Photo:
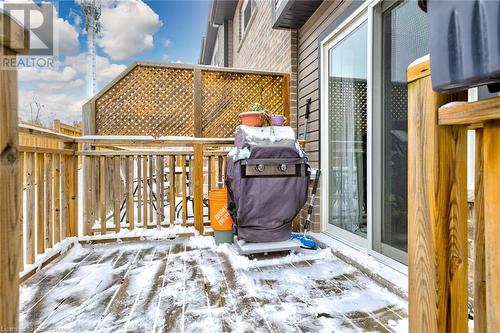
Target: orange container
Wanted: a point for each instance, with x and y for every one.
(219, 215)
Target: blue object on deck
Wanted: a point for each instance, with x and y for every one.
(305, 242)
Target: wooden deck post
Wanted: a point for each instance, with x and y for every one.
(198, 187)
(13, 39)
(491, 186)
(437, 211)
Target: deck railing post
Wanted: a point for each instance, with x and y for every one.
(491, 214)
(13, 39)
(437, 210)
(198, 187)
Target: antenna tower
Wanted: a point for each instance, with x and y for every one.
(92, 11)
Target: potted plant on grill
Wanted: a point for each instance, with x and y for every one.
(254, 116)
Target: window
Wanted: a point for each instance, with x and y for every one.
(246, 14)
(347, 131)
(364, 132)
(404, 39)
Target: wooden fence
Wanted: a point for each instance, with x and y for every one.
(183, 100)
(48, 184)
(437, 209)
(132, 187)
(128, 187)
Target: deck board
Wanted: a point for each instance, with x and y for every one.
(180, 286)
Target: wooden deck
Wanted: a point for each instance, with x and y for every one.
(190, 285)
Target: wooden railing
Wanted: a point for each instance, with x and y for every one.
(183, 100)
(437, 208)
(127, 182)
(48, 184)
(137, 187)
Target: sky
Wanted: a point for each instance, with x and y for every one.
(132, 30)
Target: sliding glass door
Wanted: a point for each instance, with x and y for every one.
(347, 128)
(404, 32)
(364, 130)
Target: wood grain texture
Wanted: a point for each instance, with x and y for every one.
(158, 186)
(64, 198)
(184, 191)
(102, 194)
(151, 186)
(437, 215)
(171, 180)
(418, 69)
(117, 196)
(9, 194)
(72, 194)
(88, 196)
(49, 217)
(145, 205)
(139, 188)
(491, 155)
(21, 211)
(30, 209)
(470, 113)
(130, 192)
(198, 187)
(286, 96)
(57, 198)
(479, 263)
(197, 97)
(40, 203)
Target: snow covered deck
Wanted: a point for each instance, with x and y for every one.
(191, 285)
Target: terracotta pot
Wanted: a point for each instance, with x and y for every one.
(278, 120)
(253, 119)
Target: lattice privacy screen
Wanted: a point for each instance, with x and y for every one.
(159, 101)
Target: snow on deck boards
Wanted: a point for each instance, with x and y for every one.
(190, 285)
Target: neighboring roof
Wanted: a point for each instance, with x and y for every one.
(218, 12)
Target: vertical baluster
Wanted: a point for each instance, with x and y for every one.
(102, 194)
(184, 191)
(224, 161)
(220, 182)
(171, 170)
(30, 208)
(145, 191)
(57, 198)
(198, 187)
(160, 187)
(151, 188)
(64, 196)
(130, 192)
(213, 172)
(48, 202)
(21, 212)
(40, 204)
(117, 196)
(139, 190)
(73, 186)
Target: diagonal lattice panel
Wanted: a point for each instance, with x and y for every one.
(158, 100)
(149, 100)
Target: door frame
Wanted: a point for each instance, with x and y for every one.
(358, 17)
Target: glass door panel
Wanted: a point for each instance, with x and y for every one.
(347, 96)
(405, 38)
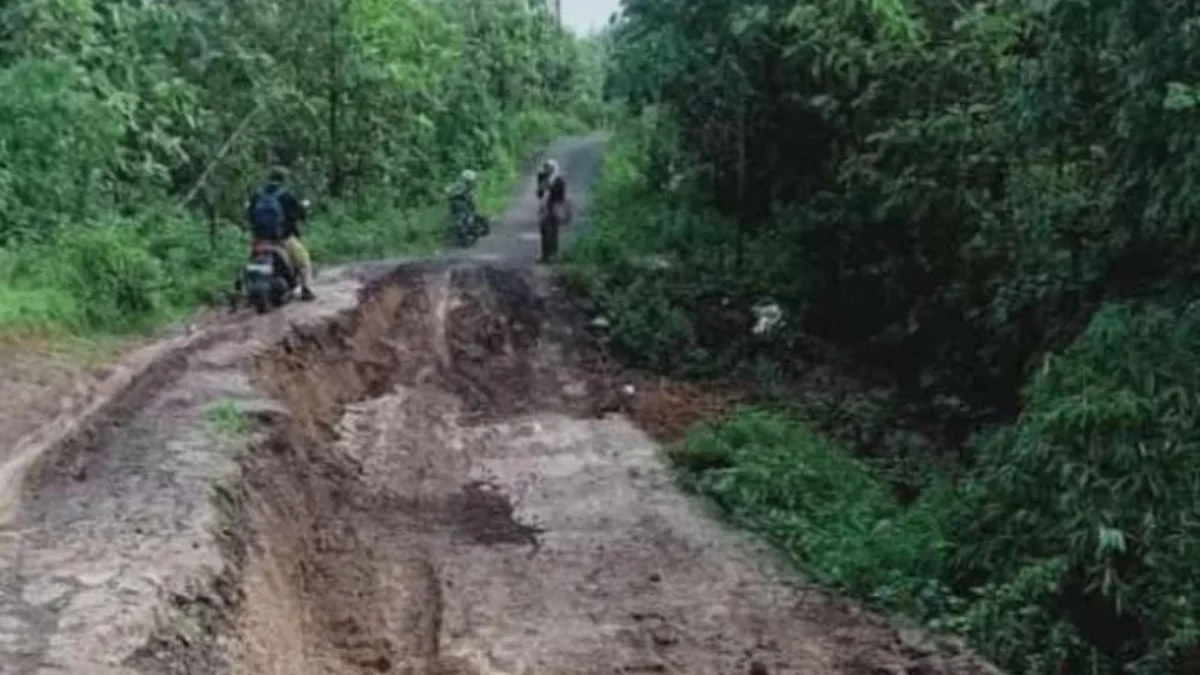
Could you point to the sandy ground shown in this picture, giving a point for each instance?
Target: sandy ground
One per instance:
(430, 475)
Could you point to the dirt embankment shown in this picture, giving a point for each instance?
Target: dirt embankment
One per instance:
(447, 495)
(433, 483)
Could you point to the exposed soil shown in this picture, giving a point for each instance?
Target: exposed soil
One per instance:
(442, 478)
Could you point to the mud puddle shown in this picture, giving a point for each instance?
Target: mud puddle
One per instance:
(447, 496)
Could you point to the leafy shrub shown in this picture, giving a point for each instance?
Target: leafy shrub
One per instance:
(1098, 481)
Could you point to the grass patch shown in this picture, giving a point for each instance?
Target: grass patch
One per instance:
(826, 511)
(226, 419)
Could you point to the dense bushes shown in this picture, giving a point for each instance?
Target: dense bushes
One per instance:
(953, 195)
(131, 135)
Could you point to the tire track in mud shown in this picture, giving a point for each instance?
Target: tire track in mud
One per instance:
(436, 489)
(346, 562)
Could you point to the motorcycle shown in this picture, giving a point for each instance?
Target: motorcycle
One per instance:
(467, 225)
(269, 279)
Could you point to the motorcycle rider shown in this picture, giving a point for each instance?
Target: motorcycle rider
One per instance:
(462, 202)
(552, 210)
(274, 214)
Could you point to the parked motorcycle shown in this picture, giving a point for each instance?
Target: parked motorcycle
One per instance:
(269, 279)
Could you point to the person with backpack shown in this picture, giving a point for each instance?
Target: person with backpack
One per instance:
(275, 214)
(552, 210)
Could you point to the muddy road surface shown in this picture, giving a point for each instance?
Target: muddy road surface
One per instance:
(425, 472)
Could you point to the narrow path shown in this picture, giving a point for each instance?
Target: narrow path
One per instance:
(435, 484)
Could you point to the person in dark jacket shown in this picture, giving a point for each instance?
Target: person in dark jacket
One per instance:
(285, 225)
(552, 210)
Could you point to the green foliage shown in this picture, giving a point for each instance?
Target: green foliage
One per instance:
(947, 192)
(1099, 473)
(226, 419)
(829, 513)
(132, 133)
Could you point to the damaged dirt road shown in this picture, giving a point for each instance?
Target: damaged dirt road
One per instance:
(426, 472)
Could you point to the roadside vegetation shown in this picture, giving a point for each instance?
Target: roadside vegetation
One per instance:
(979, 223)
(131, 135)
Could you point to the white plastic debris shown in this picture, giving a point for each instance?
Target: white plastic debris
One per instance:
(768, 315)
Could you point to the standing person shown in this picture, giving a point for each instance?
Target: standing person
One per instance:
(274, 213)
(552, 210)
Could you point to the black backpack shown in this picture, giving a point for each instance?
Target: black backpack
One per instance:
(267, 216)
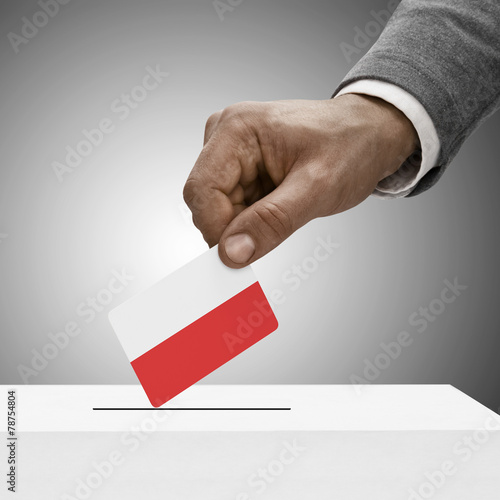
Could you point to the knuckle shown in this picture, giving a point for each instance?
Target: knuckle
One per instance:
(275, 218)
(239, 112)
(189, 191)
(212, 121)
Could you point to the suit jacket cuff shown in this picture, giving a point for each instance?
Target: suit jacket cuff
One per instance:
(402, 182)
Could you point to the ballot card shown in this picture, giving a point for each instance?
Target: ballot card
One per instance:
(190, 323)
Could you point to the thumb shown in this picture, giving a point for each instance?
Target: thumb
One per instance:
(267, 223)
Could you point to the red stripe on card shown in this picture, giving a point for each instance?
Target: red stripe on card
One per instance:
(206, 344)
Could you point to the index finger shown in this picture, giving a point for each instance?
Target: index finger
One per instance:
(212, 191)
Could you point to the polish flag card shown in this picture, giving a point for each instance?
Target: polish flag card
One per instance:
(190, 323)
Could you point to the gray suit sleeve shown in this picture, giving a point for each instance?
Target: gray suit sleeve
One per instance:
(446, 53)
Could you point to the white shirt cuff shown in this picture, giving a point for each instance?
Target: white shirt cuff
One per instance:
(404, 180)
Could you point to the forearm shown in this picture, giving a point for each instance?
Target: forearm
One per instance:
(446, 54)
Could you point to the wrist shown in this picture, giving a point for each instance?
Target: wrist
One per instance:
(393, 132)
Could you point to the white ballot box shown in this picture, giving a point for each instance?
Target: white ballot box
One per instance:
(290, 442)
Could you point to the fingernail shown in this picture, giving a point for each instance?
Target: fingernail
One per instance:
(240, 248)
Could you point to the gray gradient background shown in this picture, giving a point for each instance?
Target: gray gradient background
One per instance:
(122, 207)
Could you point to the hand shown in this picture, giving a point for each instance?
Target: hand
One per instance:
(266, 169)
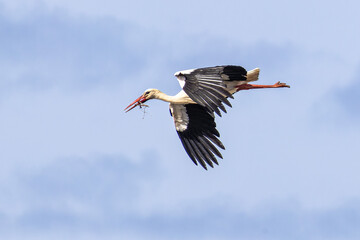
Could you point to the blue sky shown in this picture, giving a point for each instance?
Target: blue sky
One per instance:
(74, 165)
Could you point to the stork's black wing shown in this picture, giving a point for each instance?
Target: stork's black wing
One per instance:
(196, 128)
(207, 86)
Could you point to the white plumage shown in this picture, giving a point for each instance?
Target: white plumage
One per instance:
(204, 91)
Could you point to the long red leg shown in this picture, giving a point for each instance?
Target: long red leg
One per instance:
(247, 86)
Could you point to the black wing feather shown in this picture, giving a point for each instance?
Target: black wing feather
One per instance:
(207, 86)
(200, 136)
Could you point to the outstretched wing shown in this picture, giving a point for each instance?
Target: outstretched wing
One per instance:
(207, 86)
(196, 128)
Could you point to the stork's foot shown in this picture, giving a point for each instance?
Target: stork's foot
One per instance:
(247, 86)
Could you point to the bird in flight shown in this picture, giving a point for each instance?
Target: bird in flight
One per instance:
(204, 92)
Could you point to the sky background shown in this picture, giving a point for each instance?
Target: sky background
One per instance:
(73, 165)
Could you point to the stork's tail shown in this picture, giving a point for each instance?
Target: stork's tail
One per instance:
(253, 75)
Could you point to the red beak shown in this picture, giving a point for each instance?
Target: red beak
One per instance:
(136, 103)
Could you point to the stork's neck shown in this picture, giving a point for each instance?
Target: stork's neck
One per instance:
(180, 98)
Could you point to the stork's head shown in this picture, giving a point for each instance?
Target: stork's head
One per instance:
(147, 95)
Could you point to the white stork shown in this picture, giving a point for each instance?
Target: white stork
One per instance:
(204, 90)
------------------------------------------------
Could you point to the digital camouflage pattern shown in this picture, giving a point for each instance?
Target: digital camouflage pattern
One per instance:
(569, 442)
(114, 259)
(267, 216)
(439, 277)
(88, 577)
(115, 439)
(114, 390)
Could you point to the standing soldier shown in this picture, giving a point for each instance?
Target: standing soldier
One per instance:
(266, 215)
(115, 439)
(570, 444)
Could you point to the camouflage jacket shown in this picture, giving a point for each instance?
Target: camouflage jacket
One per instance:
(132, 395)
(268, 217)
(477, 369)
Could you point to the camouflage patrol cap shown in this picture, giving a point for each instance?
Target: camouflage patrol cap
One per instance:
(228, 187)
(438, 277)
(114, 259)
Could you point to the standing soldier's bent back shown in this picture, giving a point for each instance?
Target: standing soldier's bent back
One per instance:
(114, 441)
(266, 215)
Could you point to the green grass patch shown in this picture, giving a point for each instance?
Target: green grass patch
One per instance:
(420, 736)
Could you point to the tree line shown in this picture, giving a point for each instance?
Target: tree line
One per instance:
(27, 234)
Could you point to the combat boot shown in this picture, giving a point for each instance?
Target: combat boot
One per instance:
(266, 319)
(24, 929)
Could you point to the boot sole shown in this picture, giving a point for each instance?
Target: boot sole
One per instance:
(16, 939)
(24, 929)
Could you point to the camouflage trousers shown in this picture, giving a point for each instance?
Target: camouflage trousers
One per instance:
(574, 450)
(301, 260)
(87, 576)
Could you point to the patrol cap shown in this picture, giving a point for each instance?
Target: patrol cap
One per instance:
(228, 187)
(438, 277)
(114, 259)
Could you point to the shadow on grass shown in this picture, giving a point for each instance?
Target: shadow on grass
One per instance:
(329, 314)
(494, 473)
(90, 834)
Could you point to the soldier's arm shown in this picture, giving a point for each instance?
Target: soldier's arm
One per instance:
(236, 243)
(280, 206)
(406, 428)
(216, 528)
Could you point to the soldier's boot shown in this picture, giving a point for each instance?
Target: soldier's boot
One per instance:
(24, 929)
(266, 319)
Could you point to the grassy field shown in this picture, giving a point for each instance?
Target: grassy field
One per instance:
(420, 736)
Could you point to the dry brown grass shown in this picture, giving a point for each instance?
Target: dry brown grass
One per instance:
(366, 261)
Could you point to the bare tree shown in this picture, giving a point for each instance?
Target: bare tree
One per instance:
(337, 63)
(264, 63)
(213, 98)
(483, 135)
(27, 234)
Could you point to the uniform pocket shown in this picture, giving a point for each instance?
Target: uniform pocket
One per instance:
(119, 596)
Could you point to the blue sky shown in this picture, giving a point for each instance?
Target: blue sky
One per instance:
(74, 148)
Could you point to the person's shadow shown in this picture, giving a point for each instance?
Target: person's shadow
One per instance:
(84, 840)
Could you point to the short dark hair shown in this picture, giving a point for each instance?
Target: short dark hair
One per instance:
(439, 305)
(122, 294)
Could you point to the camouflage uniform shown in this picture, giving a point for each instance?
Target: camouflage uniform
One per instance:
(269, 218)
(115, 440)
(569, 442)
------------------------------------------------
Everything above from the line with "Could you point to the muddy" to the line with "Could you point to the narrow", both included, must be repeated exactly, and nothing outside that range.

Could you point to the muddy road surface shown in this picture, giving a point for each instance?
Target: muddy road surface
One per instance:
(425, 472)
Could you point to the narrow path shown in this picture, giving a point for each instance?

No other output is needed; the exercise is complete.